# Provided entries:
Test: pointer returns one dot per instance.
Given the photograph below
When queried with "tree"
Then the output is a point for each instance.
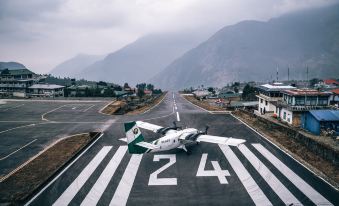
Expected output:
(211, 89)
(314, 81)
(150, 87)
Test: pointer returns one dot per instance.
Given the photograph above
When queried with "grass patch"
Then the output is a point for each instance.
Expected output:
(203, 103)
(29, 178)
(147, 106)
(319, 165)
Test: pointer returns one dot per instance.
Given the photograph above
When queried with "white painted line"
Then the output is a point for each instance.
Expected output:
(246, 179)
(216, 172)
(63, 171)
(7, 130)
(124, 188)
(89, 108)
(284, 194)
(281, 149)
(43, 115)
(311, 193)
(3, 158)
(77, 184)
(14, 107)
(197, 106)
(100, 185)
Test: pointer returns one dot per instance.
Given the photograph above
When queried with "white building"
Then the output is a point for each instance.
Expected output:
(268, 95)
(47, 90)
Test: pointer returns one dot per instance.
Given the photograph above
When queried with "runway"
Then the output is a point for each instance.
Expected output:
(255, 173)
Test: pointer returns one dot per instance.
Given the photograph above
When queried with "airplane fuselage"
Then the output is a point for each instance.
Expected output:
(172, 139)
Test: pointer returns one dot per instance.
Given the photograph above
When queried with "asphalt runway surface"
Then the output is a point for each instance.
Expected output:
(255, 173)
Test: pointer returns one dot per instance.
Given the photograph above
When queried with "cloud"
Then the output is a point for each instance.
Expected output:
(42, 33)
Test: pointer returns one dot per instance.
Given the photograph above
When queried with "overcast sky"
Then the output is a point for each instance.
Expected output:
(43, 33)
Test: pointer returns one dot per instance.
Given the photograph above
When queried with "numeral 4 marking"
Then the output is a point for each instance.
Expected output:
(154, 180)
(218, 172)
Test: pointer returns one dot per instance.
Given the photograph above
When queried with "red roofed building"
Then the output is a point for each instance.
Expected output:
(332, 82)
(334, 99)
(295, 102)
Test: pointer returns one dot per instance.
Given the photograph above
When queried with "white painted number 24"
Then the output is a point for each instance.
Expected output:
(217, 171)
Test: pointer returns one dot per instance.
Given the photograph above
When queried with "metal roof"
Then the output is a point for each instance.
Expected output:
(46, 86)
(275, 87)
(325, 115)
(305, 92)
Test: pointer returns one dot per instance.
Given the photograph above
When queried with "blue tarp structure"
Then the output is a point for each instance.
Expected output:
(317, 120)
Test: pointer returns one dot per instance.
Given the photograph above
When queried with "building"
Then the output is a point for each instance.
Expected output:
(46, 90)
(334, 99)
(17, 82)
(321, 121)
(295, 102)
(268, 95)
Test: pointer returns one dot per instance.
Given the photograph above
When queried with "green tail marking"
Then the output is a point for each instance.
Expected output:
(134, 136)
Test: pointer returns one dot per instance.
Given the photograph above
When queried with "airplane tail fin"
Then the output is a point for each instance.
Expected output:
(134, 136)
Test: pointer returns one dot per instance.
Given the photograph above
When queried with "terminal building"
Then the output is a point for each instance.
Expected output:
(25, 83)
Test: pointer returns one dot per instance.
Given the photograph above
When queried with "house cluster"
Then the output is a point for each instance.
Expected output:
(315, 110)
(25, 83)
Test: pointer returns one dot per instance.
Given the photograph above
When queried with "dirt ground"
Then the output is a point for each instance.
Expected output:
(204, 103)
(148, 106)
(19, 186)
(319, 165)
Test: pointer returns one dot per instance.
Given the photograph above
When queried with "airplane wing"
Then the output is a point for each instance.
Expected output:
(147, 145)
(148, 126)
(220, 140)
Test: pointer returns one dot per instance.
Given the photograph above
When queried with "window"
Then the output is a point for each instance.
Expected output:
(299, 101)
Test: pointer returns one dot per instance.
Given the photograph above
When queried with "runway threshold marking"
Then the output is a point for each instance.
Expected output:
(303, 186)
(92, 198)
(3, 158)
(284, 194)
(14, 107)
(85, 110)
(256, 194)
(77, 184)
(125, 185)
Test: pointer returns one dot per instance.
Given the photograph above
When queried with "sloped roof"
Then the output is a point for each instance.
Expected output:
(325, 115)
(331, 81)
(335, 91)
(46, 86)
(17, 72)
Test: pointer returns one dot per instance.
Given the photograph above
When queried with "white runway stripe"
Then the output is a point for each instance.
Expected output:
(250, 185)
(285, 195)
(311, 193)
(100, 185)
(125, 185)
(76, 185)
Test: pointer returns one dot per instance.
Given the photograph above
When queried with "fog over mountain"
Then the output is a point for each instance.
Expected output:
(11, 65)
(142, 59)
(74, 66)
(252, 50)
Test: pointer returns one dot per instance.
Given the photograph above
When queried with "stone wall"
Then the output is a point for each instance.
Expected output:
(319, 148)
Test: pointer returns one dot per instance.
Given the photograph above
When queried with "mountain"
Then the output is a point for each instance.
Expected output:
(74, 66)
(142, 59)
(11, 65)
(252, 50)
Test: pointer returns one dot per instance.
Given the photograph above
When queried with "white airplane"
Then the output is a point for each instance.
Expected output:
(173, 137)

# Problem to solve:
Make an exact copy of every entry above, minus the images.

# Solution to the problem:
Test: pointer returns one dot per instance.
Given the photograph below
When queried with "tree"
Then the output is a point for each instance.
Expected output:
(211, 89)
(314, 81)
(150, 87)
Test: pointer returns one dot per instance.
Given the photograph above
When queried with "grass patch"
Then the output is a point for each instance.
Expected output:
(203, 103)
(29, 178)
(147, 106)
(319, 165)
Test: pointer returns one dot per instance.
Given the photograph above
When queried with "white painted line"
Then the output is a point for each instance.
Expected output:
(246, 179)
(216, 172)
(63, 171)
(7, 130)
(124, 188)
(89, 108)
(284, 194)
(281, 149)
(43, 115)
(311, 193)
(3, 158)
(77, 184)
(14, 107)
(197, 106)
(100, 185)
Test: pointer returns one dot per instance.
Given the photograph above
When queried with "white building"
Then the output is a point for each instance.
Expected output:
(268, 95)
(47, 90)
Test: pointer returns one dot per instance.
Given the photograph above
When queried with "runway"
Then the output is a point for each instance.
Expected output:
(255, 173)
Test: pointer returns one dot per instance.
Given the photograph above
When queried with "airplane fuselage"
Then the output is a point for each instance.
Expected output:
(172, 139)
Test: pointer returns one dot per instance.
Given the photograph above
When queried with "asphalt runway surface"
Then the output is a point for each instance.
Expected output:
(255, 173)
Test: pointer returns one dot per instance.
Given the photograph above
When queried with "cloud"
Then the output is a point for each instance.
Expected output:
(42, 33)
Test: pointer returns one dot per instance.
Given the photograph above
When queried with "overcast sky"
Then the output is a point for each instance.
Expected output:
(43, 33)
Test: pointer returns one dot per instance.
Given the photograph above
When queried with "numeral 4 marking"
Then the output is a point for each instance.
Expected output:
(154, 180)
(218, 172)
Test: pointer returns one dot per instance.
Given the photograph above
When queried with "red roofed building"
Then the output is a point for each instance.
Expected output:
(332, 82)
(334, 99)
(295, 102)
Test: pointer returns one dot per instance.
Given the photograph above
When queried with "white painted number 24"
Then the output is a point for each instance.
Expected output:
(217, 171)
Test: pointer returns one dot per instance.
Given the photograph above
When queried with "metal roof"
Then the output is a point for each instance.
Expected output:
(46, 86)
(275, 87)
(325, 115)
(305, 92)
Test: pointer returns one dot per instance.
Given the photograph above
When queried with "blue tarp structure"
Then the output is a point for each instance.
Expected output:
(317, 120)
Test: pointer returns one dot per instance.
Given the photograph above
When queried with "building"
Then the output is a point for each instance.
Expected output:
(46, 90)
(334, 99)
(17, 82)
(321, 121)
(295, 102)
(268, 95)
Test: pointer returns one dot per instance.
Given the photograph above
When queried with "green tail marking"
Then the output is a point for each instance.
Expected output:
(134, 136)
Test: pointer returns one dot per instance.
Given the photograph above
When queried with "airplane tail fin"
Then the output is a point for each instance.
Expected output:
(134, 136)
Test: pointer returns one dot per instance.
Given the photograph above
When queried with "terminal building"
Then the output is a point for each instance.
Expected output:
(25, 83)
Test: pointer returns one dot per instance.
Given the photograph above
When queried with "house cluster"
Then the output is a point for each instance.
Expected output:
(315, 110)
(25, 83)
Test: pointer returns one dot per instance.
Given the photograph above
When queried with "dirt ground"
Then the output is a point for each instance.
Expected output:
(204, 103)
(148, 106)
(19, 186)
(319, 165)
Test: pointer returns one dot per instance.
Given the photograph above
When queried with "airplane wing"
Then the output is a point for each instance.
Expected output:
(147, 145)
(148, 126)
(220, 140)
Test: pointer returns one dot per instance.
Given the photograph above
When queried with "window"
Then the output is a point for each instance.
Expected output:
(299, 101)
Test: pointer returns one dot per instance.
Given the photograph above
When queried with "runway threshold marking"
Then the output is a point for each instance.
Expected output:
(303, 186)
(92, 198)
(3, 158)
(284, 194)
(14, 107)
(85, 110)
(256, 194)
(77, 184)
(125, 185)
Test: pointer returns one dot per instance.
Given the photograph above
When queried with "sloped roof"
Then the output is a point for each instance.
Expected output:
(325, 115)
(331, 81)
(335, 91)
(46, 86)
(17, 72)
Test: pointer returns one dot per instance.
Given the photograph above
When queried with "white runway stripe"
Then the output is a point for each instance.
Expected output:
(250, 185)
(285, 195)
(311, 193)
(100, 185)
(125, 185)
(76, 185)
Test: pointer returns one dot per instance.
Given the photograph above
When queried with "fog over mountain"
Then the output is a point for each instance.
Expected output:
(11, 65)
(142, 59)
(74, 66)
(252, 50)
Test: pointer returns one dot per instance.
Given the photograph above
When queried with "stone wall"
Then the output is a point for each instance.
Expected output:
(319, 148)
Test: pointer returns one dot per instance.
Given the photograph above
When queried with "mountain"
Then the output is a point for each instance.
Expected output:
(74, 66)
(142, 59)
(11, 65)
(252, 50)
Test: pointer returns one dot per instance.
Given the photograph above
When queried with "white airplane"
Then the output is a point for each instance.
Expected output:
(173, 137)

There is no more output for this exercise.